▶ [Work instructions] Locate the line that contains "Task: indicate the building facade". Print it and every subsequent line through the final line of the records, exactly and only those.

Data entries
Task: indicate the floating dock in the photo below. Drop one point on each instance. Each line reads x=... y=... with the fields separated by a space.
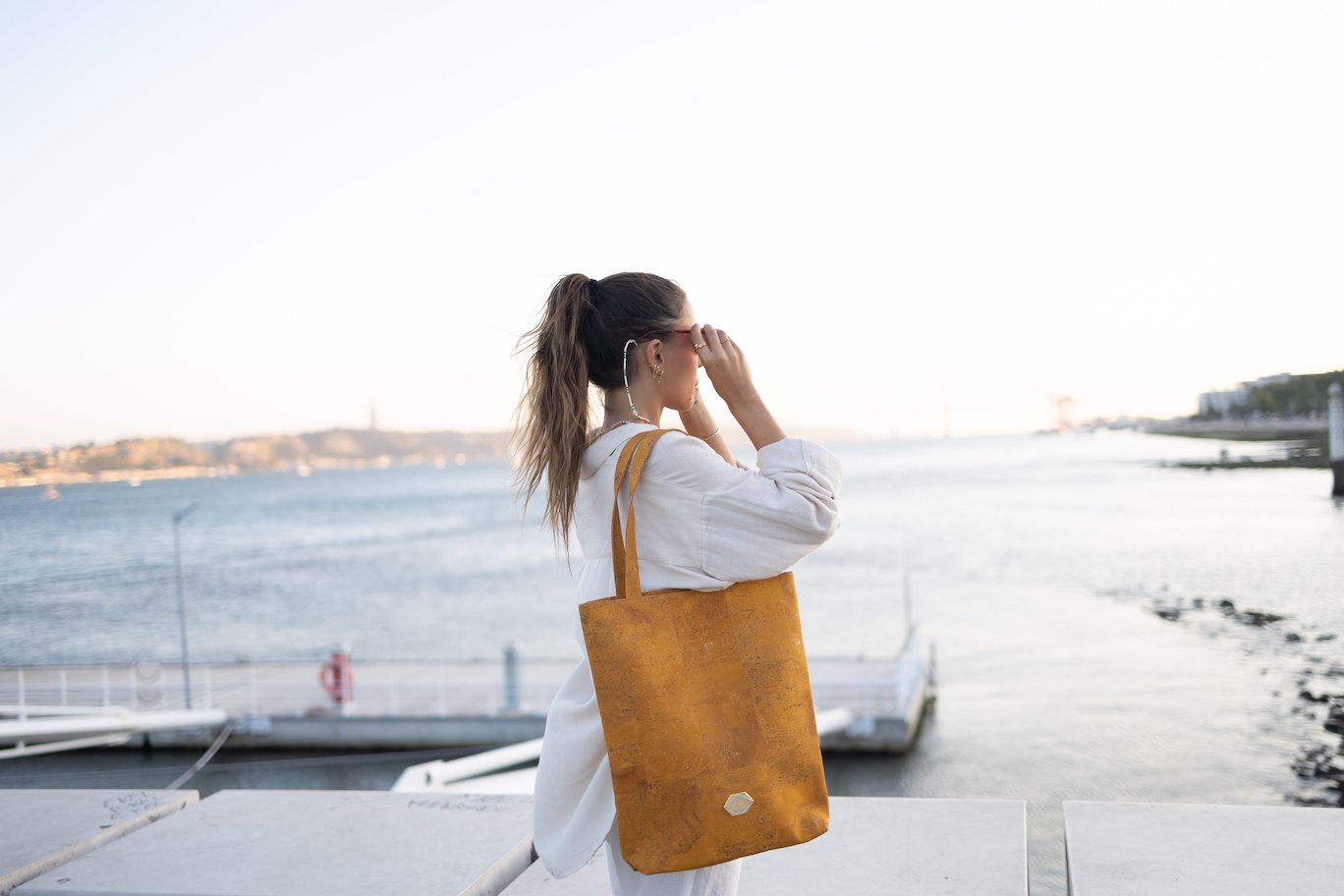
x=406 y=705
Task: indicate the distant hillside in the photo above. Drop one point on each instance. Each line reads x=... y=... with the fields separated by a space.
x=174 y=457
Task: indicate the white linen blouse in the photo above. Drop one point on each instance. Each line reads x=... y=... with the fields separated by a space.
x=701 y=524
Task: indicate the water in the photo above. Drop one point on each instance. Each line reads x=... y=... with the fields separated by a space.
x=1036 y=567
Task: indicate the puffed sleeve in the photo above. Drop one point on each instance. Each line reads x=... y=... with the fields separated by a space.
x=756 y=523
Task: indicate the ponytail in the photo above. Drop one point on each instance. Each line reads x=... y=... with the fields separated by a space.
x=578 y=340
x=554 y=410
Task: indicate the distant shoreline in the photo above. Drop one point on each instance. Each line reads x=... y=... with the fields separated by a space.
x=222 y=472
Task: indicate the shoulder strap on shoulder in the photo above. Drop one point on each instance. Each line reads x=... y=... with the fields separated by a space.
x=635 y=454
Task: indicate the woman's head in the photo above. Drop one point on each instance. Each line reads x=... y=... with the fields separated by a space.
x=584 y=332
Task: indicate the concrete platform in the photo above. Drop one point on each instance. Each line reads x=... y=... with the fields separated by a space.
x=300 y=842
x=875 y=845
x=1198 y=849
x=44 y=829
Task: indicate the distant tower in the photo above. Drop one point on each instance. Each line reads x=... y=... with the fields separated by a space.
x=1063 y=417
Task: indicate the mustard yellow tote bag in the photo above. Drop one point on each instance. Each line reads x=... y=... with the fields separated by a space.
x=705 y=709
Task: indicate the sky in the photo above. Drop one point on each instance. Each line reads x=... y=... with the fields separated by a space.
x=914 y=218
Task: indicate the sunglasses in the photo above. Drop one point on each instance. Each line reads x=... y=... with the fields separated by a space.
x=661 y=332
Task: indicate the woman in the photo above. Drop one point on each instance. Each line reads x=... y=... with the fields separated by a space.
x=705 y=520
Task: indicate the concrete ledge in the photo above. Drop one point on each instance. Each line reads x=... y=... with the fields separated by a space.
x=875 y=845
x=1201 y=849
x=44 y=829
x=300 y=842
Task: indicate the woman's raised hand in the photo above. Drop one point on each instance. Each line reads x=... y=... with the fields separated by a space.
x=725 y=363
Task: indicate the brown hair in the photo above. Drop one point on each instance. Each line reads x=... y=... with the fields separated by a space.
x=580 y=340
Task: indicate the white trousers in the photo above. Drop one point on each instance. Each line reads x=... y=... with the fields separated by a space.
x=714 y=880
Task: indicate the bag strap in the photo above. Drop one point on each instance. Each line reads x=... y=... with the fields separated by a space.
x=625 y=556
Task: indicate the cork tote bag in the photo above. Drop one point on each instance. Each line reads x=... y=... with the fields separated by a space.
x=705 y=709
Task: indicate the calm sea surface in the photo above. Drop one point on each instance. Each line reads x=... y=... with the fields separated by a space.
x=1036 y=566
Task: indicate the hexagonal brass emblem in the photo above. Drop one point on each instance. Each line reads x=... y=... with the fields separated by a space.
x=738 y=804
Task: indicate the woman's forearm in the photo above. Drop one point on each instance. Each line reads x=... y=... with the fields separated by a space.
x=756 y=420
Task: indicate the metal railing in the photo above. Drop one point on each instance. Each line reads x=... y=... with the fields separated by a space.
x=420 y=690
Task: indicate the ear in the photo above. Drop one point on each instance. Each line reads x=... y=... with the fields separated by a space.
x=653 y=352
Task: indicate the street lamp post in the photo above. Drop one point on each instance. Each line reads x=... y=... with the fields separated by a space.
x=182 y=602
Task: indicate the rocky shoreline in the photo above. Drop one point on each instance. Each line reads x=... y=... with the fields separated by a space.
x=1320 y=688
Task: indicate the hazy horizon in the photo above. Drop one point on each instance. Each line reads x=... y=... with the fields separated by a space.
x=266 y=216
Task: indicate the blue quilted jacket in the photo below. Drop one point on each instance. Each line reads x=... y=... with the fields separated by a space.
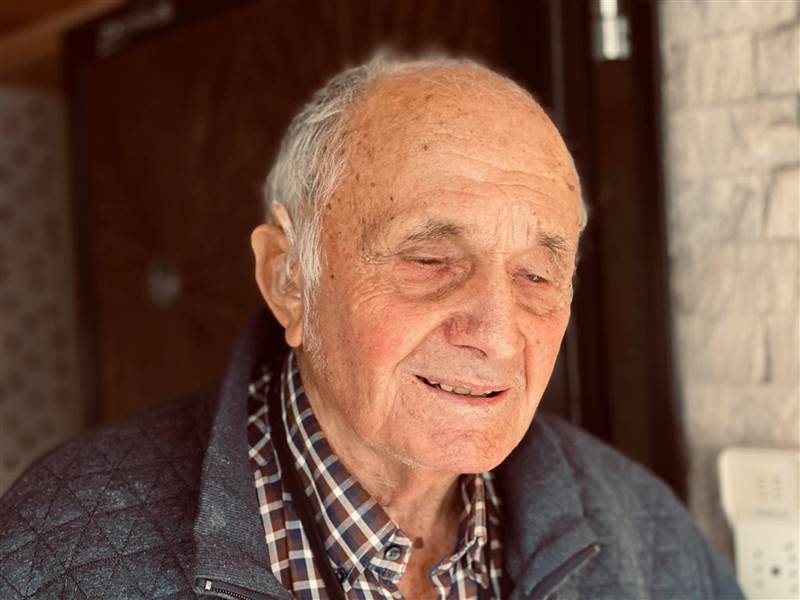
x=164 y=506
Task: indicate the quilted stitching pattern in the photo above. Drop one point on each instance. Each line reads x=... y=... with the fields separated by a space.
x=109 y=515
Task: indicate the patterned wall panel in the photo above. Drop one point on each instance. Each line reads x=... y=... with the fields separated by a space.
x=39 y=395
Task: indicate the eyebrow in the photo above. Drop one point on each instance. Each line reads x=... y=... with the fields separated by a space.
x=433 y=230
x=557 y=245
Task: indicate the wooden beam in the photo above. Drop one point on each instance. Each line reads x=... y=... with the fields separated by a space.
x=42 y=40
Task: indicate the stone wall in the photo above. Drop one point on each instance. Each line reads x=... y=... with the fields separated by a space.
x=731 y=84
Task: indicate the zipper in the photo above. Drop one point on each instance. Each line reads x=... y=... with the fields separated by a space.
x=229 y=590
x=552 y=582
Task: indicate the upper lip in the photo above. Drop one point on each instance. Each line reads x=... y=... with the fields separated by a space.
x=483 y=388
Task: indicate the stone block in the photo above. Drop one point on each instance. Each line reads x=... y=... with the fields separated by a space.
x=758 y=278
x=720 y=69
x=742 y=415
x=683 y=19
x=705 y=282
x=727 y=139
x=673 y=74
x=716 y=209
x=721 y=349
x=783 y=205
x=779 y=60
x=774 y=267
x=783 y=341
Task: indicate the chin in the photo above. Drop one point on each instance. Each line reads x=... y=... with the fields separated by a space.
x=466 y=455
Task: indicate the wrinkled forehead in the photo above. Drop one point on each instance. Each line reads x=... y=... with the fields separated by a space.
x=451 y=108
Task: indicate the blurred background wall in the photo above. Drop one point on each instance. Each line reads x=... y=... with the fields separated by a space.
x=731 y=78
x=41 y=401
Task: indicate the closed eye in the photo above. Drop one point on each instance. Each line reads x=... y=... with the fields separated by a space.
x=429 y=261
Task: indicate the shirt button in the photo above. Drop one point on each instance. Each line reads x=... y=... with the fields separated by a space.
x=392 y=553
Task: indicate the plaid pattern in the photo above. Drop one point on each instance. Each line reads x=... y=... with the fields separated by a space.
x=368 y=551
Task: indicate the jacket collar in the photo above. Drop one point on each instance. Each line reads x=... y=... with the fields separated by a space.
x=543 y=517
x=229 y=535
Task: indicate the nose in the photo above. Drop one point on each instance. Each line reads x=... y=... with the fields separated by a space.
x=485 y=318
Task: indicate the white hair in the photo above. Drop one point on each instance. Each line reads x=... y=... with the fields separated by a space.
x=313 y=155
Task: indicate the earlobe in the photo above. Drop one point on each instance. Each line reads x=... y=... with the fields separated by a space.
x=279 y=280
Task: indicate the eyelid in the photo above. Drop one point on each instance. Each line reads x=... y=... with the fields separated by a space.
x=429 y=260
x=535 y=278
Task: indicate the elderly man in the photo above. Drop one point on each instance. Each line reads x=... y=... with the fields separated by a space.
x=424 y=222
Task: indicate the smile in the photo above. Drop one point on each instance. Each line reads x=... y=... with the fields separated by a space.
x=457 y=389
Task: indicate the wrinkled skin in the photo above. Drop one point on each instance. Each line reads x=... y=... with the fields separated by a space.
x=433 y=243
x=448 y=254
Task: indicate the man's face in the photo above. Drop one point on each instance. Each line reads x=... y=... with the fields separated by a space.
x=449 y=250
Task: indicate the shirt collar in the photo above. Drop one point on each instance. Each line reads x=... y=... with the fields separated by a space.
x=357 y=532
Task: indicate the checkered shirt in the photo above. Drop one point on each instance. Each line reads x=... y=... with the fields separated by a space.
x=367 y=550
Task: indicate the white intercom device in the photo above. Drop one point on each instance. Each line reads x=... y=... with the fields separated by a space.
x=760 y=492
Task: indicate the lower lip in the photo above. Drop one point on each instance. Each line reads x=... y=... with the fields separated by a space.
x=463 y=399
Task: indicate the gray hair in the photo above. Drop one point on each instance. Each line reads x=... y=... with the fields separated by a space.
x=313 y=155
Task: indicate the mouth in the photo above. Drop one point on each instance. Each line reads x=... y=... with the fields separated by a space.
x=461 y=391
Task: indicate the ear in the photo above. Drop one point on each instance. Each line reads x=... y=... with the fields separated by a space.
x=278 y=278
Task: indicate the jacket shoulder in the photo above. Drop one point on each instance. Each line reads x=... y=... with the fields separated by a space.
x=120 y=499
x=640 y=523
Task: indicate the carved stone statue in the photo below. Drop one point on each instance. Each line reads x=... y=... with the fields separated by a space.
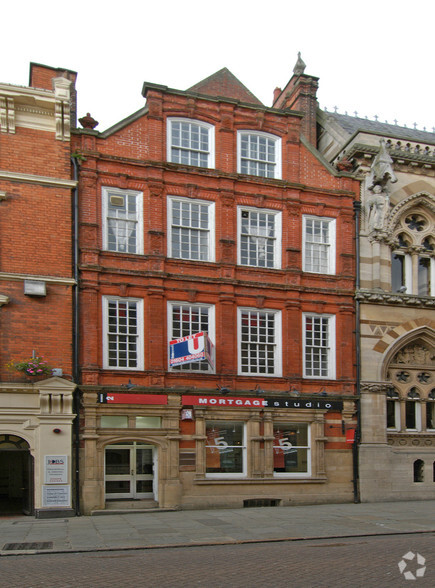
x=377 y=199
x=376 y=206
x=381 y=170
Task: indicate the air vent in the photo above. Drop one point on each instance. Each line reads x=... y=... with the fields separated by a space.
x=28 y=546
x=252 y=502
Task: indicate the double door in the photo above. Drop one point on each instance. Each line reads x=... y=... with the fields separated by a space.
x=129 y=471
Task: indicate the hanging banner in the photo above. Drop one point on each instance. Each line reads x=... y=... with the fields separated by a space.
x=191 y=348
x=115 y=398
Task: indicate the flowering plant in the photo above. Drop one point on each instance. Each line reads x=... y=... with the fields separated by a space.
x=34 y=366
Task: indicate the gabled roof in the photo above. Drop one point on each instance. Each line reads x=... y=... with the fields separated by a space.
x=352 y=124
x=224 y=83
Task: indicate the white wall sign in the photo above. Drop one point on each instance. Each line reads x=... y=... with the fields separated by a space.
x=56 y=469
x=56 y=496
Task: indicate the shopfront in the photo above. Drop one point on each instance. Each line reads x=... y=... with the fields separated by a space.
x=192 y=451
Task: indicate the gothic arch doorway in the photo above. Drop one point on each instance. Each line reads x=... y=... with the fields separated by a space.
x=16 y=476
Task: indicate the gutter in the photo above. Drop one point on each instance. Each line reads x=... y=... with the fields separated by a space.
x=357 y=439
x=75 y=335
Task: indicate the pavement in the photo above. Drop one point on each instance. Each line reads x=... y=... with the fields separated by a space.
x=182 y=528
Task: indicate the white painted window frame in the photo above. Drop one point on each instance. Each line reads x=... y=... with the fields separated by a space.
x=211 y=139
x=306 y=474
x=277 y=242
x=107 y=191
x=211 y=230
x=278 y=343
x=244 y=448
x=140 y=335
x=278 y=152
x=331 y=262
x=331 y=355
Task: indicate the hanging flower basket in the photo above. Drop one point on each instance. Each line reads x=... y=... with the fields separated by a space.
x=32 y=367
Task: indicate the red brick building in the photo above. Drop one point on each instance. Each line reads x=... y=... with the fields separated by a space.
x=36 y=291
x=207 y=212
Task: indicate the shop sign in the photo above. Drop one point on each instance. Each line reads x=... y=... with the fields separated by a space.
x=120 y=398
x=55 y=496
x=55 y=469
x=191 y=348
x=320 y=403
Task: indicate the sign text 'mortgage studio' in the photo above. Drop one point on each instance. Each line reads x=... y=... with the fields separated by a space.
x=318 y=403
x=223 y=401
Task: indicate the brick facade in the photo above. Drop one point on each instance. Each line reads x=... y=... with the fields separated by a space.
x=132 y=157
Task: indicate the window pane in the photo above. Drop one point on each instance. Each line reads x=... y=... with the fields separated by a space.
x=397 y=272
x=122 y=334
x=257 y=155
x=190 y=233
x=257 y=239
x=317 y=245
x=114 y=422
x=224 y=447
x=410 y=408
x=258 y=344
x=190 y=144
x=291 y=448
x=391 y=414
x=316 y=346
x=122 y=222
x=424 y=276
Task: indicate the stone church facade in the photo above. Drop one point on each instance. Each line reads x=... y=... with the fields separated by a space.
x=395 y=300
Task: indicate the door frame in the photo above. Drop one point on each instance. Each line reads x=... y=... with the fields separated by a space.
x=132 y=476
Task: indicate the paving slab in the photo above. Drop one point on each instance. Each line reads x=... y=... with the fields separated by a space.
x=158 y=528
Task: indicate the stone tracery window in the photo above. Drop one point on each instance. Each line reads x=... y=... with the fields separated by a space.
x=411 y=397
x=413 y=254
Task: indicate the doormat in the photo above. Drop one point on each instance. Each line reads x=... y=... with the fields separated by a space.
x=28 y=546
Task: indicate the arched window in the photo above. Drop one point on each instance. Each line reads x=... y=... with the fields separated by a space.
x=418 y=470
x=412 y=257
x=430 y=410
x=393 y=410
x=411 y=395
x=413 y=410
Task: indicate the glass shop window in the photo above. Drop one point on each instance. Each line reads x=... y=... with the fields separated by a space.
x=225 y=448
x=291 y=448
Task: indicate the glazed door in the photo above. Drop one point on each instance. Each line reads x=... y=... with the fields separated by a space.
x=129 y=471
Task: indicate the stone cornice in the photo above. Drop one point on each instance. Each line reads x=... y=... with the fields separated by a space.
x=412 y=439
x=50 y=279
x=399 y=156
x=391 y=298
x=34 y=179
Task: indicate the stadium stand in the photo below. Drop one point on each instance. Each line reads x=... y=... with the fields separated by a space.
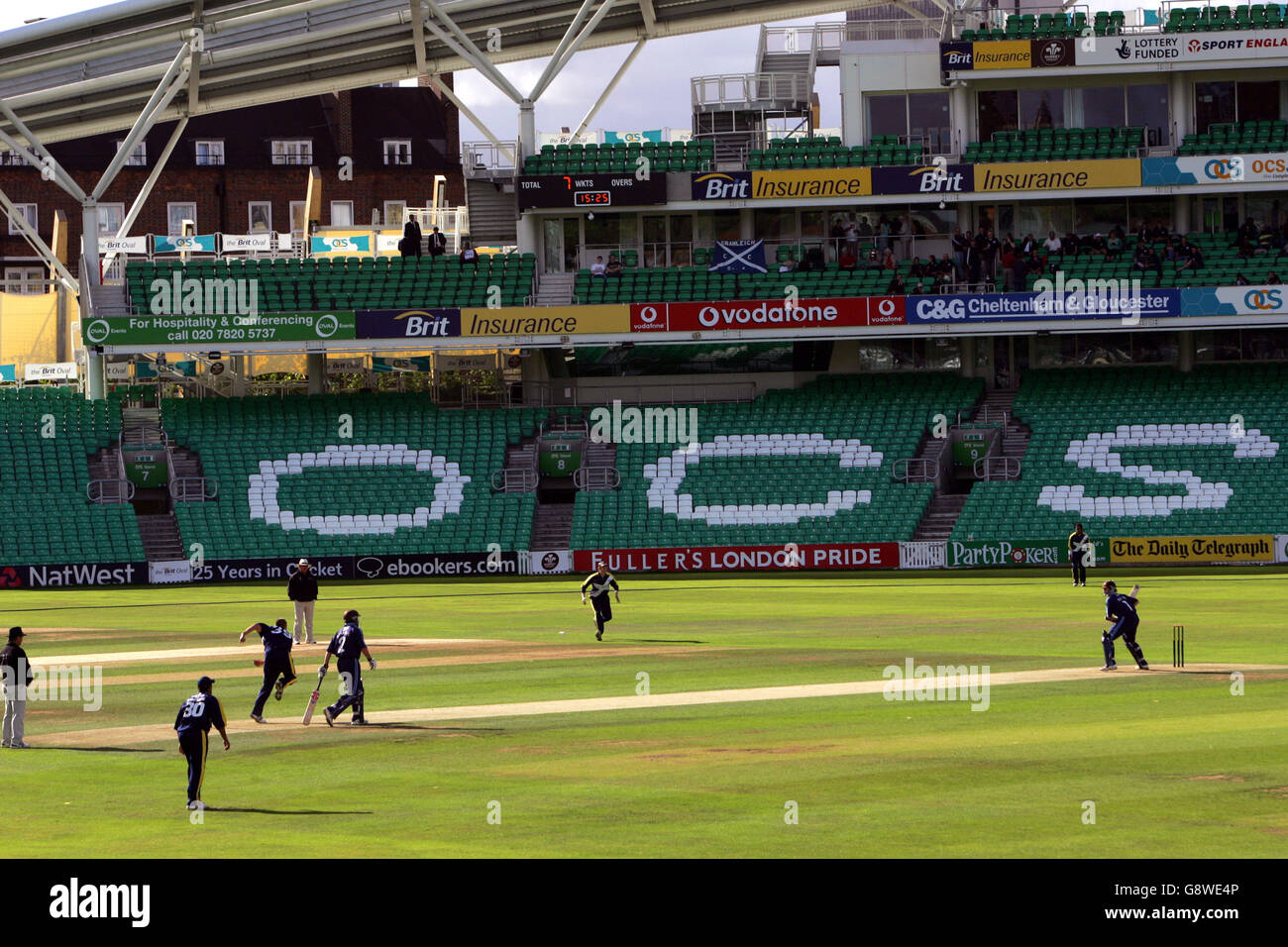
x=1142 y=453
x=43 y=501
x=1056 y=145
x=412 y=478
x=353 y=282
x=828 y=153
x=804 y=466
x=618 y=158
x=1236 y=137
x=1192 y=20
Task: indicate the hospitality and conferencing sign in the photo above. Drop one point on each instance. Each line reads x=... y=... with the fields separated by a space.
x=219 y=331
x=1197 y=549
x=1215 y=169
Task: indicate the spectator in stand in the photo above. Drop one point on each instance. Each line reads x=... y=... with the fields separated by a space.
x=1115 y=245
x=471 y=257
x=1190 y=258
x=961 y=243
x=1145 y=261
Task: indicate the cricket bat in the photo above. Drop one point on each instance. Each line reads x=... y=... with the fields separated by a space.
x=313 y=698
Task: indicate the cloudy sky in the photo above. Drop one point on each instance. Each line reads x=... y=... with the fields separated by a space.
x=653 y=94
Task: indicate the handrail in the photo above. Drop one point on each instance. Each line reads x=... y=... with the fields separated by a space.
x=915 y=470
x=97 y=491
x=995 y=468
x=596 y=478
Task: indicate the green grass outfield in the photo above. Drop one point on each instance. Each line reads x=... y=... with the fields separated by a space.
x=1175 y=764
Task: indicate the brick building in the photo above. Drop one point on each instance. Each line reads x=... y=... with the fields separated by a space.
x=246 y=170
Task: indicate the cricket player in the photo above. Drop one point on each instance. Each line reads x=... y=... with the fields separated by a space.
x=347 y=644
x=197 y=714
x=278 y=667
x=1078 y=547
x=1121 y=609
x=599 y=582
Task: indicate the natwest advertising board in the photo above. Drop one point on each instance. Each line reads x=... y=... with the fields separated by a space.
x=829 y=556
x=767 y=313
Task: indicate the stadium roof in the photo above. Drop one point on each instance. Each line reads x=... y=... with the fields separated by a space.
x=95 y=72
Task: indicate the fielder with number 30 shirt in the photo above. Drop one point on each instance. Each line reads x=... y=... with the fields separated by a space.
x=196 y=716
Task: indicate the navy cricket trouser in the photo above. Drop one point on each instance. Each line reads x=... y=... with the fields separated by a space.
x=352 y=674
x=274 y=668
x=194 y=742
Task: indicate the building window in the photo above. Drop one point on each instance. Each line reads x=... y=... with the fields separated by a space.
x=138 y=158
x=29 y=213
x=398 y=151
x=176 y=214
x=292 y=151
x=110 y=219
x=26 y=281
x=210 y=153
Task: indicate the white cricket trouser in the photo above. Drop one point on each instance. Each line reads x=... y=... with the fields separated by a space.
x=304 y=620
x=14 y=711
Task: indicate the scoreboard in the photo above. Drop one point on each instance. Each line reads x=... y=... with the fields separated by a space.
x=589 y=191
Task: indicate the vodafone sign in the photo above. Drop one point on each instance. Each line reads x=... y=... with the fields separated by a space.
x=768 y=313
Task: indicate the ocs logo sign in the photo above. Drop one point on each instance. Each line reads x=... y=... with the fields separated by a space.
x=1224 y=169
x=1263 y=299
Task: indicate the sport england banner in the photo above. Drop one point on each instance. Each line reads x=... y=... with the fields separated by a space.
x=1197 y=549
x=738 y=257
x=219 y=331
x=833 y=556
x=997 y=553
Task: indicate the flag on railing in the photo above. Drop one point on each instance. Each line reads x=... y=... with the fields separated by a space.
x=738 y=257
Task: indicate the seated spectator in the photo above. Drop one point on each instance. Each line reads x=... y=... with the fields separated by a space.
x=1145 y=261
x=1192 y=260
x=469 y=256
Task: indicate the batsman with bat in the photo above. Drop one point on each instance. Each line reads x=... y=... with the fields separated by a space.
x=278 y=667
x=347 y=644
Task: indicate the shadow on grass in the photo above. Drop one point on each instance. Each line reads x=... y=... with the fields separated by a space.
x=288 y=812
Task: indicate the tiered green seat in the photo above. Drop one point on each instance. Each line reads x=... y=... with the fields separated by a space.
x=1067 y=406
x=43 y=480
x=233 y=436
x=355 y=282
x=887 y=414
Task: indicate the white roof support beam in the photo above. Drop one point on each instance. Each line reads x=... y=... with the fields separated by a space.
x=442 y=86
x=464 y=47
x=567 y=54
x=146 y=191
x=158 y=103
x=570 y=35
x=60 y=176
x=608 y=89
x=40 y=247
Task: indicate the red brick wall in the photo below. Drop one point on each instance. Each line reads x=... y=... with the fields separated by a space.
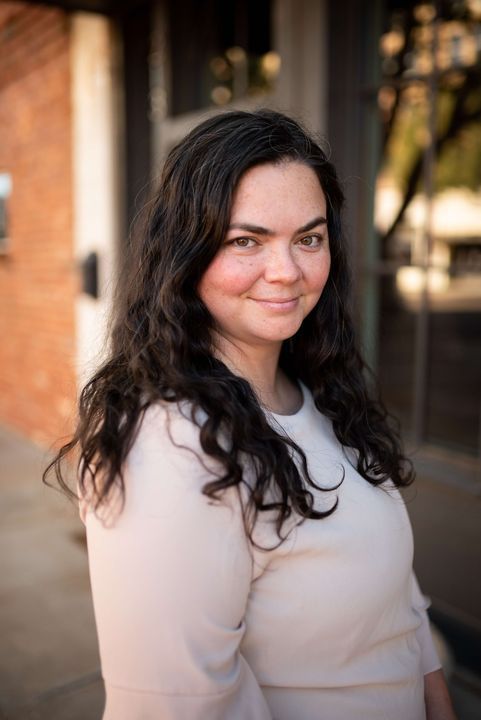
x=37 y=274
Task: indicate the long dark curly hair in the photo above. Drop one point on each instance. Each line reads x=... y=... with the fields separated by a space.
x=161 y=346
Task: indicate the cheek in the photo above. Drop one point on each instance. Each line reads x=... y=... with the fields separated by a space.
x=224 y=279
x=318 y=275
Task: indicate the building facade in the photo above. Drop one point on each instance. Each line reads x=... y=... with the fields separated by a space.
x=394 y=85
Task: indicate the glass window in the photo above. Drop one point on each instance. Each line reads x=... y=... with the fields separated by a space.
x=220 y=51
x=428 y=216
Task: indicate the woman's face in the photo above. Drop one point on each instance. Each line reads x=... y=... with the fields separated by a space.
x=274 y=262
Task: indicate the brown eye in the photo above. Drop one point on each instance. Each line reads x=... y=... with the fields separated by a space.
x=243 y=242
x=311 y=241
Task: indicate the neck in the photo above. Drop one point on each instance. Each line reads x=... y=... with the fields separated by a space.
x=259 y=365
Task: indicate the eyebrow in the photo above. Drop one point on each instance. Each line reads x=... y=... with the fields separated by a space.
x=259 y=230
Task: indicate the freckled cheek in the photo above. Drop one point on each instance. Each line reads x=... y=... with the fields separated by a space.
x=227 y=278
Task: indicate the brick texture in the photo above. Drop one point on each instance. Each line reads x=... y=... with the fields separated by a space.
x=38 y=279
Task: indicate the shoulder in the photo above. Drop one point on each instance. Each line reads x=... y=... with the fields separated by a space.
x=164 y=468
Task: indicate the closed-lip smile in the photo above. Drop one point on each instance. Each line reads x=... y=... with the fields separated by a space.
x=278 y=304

▶ [Complete answer]
Task: indicate the building facade in the photo above. Drop one point on each instance. Each line reads x=... y=... with the fields separated by a space.
x=394 y=85
Task: indicate the glass window in the photo above. Drop one point on each instance. Each line reads x=... y=... with the fields separated by a space.
x=220 y=51
x=428 y=216
Task: indicate the woman's face in the photo above. Drop one point on each instance. Each line reads x=... y=... with the fields separated by a space.
x=274 y=262
Task: indicate the brown eye in the photo above. Drop one point on each instance. Each line reads x=... y=... with the fields separated by a space.
x=243 y=242
x=311 y=241
Task: indicate the neck in the photo above. Drop one point on each instance. Each line reads x=... y=... with the fields separated by a space.
x=259 y=365
Task: indicate the eyebrow in the photo above. Drop one point on each instance. Each line reads x=... y=... with the fields separated by a space.
x=259 y=230
Task: indicate the freckled cheek in the photo above. Drop one point on each instance. Each line reads x=... y=... with the fields separated by a space.
x=227 y=278
Task: indicate the brick texture in the photo above. Drop one point on each instance. Each line reads x=... y=... with the fields separated by a space.
x=38 y=279
Task: indicate the shoulder in the photo above. Drop one point on each instance. Each line reads x=... y=... with the fields separated by a space.
x=164 y=468
Task: indicate the closed-lip smile in the photo above. Drop one point on each instance. Each line reads x=... y=... with the fields separated by a space.
x=278 y=304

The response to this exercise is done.